#### Given request
Reproduce verbatim the passage of the Mixie Palmer profile between "- 1949-1955: Kerry" and "senior football team.", inclusive.

Mixie Palmer

Personal information
- Native name: Séamus M. Ó Maolómhair (Irish)
- Nickname: Mixie
- Born: 1927 Kenmare, County Kerry, Ireland
- Died: 21 December 2022 (aged 95) Tralee, County Kerry, Ireland
- Occupation: Cattle salesman
- Height: 5 ft 11 in (180 cm)

Sport
- Sport: Gaelic football
- Position: Left corner-back

Club
- Years: Club
- Killarney Legion

Club titles
- Kerry titles: 1

Inter-county
- Years: County / Apps (scores)
- 1949-1955: Kerry / 21 (1-01)

Inter-county titles
- Munster titles: 5
- All-Irelands: 2
- NFL: 0

= Mixie Palmer =

Irish Gaelic footballer

James Michael Palmer (1927 - 21 December 2022), known as Mixie Palmer, was an Irish Gaelic footballer who played for club side Killarney Legion and at inter-county level with the Kerry senior football team.

==Career==

Born in Kenmare, County Kerry, Palmer played at club level with Killarney Legion and won a County Championship medal in 1946. He first appeared on the inter-county scene as a member of the Cork minor football team in 1945 before subsequently winning an All-Ireland Junior Championship medal with Kerry in 1949. Palmer's performances in this grade resulted in an immediate call-up to the senior team and he won the first of five Munster Championship medals in 1950. He claimed his first All-Ireland title after a defeat of Armagh in the 1953 All-Ireland final. After defeat by Meath the following year, Palmer collected a second winners' medal after lining out at left corner-back in Kerry's defeat of Dublin in the 1955 All-Ireland final.

#### Data shown
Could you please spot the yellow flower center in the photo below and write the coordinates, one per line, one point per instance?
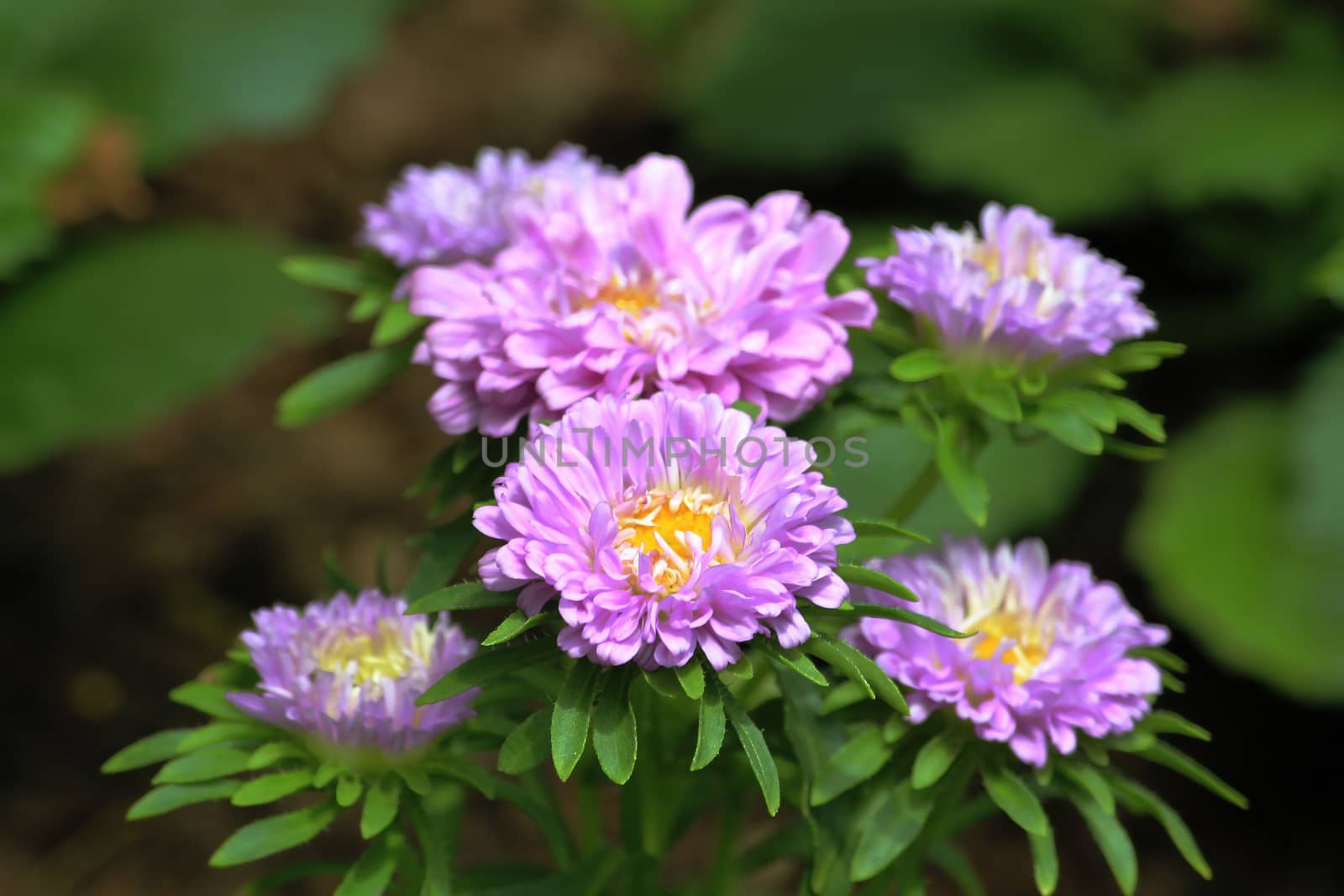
(658, 524)
(1030, 642)
(371, 658)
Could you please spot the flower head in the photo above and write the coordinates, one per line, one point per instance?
(664, 526)
(452, 214)
(347, 673)
(620, 289)
(1016, 288)
(1050, 658)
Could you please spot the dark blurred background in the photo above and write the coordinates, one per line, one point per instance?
(158, 157)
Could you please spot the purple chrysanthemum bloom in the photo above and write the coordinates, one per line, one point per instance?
(452, 214)
(346, 673)
(1016, 288)
(1050, 658)
(620, 289)
(663, 526)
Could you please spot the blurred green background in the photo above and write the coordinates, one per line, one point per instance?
(159, 156)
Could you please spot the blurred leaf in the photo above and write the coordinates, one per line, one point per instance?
(1216, 533)
(190, 73)
(131, 327)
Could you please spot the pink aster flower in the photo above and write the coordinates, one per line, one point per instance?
(1015, 288)
(663, 527)
(452, 214)
(347, 673)
(620, 289)
(1052, 656)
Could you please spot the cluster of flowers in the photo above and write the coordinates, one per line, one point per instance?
(595, 302)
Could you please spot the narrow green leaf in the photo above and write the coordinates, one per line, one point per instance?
(514, 625)
(753, 745)
(381, 804)
(1112, 840)
(855, 762)
(691, 678)
(968, 488)
(373, 872)
(1176, 761)
(272, 788)
(1139, 799)
(712, 726)
(1011, 794)
(936, 758)
(795, 660)
(340, 385)
(885, 530)
(920, 365)
(276, 835)
(207, 699)
(615, 738)
(1045, 860)
(465, 595)
(887, 829)
(571, 716)
(488, 665)
(203, 765)
(171, 797)
(147, 752)
(864, 577)
(396, 324)
(1068, 427)
(528, 745)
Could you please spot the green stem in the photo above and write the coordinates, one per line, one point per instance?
(916, 495)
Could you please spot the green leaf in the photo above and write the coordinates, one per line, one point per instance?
(866, 578)
(373, 872)
(490, 664)
(1139, 799)
(514, 625)
(276, 835)
(147, 752)
(326, 271)
(1183, 765)
(340, 385)
(1012, 795)
(194, 307)
(1045, 860)
(859, 759)
(753, 745)
(613, 728)
(528, 745)
(918, 365)
(1068, 427)
(889, 828)
(396, 324)
(381, 804)
(960, 473)
(171, 797)
(268, 789)
(712, 726)
(1112, 840)
(936, 758)
(571, 716)
(795, 660)
(203, 765)
(691, 678)
(465, 595)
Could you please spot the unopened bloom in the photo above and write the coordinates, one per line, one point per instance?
(1052, 656)
(663, 527)
(450, 214)
(622, 289)
(1016, 288)
(346, 673)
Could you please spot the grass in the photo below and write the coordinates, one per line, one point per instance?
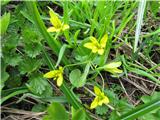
(29, 51)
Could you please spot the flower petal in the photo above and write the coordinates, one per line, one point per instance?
(105, 100)
(89, 45)
(65, 26)
(53, 29)
(94, 40)
(112, 65)
(103, 41)
(100, 51)
(97, 91)
(61, 69)
(50, 74)
(94, 104)
(54, 19)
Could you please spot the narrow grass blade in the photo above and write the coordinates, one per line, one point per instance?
(141, 9)
(141, 110)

#### Response to the task
- 1949-1955: Kerry / 21 (1-01)

Inter-county titles
- Munster titles: 5
- All-Irelands: 2
- NFL: 0

= Mixie Palmer =

Irish Gaelic footballer

James Michael Palmer (1927 - 21 December 2022), known as Mixie Palmer, was an Irish Gaelic footballer who played for club side Killarney Legion and at inter-county level with the Kerry senior football team.